**Goal of the exercise**
Continue the news article about specialized school courses, starting right after its last sentence.

**Document**
Specialized courses offer head start

By KRIS GONZALEZ, Fort Jackson LeaderJanuary 14, 2010

Specialized courses offer head start
(Photo Credit: U.S. Army) VIEW ORIGINAL

FORT JACKSON, S.C. -- Last week NASA announced its Kepler space telescope detected five new planets beyond our solar system. Scientists predict within the next five years they'll discover planets capable of supporting life. Mark Smagner, post range operations specialist, said he wouldn't be surprised if his own son, Brad, discovered an exoplanet or some remote galaxy at some point in the near future.

"Brad takes every cardboard item he can find and builds elaborate rockets with scopes and other instruments to explore space," Smagner said. "At such an early age, he's already gotten a head start at launching a career as an astronaut."

That passion for exploration is why Smagner and his wife decided to enroll Brad, 8, in the NASA Explorer School at Forest Lake Elementary School in Columbia, he said.

The NASA Explorer School incorporates NASA content and programs into science, technology and mathematics, and is one of the 30 magnet programs offered to students living in Richland School District Two. Magnets are available to students living at Fort Jackson beginning in sixth grade.

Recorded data
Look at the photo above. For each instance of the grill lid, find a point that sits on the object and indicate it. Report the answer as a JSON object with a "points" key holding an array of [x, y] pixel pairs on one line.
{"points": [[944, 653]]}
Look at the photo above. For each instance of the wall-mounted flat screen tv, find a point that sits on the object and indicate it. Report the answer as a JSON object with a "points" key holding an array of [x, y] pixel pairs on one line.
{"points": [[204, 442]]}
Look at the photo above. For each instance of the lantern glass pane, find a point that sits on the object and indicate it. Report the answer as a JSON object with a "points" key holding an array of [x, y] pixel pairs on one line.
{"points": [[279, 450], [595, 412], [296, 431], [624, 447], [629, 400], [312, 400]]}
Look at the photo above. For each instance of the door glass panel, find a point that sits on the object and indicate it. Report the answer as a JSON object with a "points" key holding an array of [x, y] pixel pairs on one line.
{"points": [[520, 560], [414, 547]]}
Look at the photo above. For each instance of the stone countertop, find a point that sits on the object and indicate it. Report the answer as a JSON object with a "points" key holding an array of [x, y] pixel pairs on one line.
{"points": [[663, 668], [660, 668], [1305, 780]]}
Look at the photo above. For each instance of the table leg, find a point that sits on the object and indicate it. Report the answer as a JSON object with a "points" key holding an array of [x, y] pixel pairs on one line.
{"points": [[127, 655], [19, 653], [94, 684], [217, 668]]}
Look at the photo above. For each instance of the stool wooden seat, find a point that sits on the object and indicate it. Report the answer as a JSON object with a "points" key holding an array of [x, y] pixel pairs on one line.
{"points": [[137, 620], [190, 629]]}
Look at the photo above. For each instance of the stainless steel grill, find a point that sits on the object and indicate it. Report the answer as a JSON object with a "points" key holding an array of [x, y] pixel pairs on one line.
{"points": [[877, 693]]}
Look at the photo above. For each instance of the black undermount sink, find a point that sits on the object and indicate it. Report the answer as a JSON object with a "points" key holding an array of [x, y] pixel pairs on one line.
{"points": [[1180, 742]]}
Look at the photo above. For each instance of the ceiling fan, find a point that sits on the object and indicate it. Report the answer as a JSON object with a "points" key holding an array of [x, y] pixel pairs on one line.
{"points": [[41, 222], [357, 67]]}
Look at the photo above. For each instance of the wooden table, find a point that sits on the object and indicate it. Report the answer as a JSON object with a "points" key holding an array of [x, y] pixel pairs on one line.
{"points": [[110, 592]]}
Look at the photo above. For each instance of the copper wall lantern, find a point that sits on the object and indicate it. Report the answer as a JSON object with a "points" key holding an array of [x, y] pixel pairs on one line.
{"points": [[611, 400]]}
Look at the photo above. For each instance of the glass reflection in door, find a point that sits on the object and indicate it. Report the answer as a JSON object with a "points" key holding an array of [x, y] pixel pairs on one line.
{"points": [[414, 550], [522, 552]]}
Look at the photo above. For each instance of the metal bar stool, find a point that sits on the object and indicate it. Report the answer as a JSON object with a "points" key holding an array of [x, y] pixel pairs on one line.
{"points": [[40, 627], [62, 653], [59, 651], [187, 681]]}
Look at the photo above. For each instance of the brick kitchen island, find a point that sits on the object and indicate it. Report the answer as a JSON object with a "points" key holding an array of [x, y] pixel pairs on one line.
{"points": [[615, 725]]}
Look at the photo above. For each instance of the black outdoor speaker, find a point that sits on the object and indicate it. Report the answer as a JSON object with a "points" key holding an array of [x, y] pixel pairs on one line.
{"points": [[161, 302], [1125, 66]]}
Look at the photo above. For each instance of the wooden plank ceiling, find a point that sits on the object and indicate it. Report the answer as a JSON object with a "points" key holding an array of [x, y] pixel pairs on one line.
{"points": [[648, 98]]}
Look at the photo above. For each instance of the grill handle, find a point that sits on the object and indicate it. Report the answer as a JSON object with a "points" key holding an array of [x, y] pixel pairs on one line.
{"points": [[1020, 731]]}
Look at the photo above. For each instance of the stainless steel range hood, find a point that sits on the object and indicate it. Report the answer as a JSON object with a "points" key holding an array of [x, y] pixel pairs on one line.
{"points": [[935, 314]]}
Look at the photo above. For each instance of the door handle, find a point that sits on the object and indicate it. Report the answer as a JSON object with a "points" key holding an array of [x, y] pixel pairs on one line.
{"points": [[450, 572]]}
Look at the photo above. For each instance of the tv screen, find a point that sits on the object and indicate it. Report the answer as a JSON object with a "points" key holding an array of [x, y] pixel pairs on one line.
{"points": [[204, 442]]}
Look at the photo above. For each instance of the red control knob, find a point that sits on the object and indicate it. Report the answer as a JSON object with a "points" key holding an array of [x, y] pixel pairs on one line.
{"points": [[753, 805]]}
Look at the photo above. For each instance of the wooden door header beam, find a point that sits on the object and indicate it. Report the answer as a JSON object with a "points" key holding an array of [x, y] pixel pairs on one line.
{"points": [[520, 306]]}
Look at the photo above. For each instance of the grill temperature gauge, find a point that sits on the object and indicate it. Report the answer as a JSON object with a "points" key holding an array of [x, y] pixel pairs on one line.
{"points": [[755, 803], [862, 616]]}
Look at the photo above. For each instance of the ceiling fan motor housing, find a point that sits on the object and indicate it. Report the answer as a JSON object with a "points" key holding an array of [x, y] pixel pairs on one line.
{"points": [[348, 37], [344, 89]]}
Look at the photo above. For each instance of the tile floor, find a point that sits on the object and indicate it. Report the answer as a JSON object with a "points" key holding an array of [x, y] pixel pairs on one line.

**Task output**
Richland Two's magnet programs integrate in their curriculum specific themes, such as science and the performing arts, allowing students to delve into areas that interest them, and work with students and teachers with similar talents and strengths. The purposes of magnet programs, according to the district Web site, include encouraging creativity, maintaining high standards, and creating an awareness of career opportunities relative to the fields of study in which students may be interested.

"All of the magnet programs in this district are excellent," said Sheila Porter, a science teacher at Spring Valley High School, who substituted at some of the district's magnet programs last year. Porter said she witnessed the gains students made as they participated in the specialized programs.

"Some of the magnets offer the most rigorous programs in the district," she said. "Some are very difficult, with hours of homework, and the students are expected to perform to standards the program requires. But because they have smaller class sizes and most of the kids are more motivated to focus on their academics, they are usually better behaved."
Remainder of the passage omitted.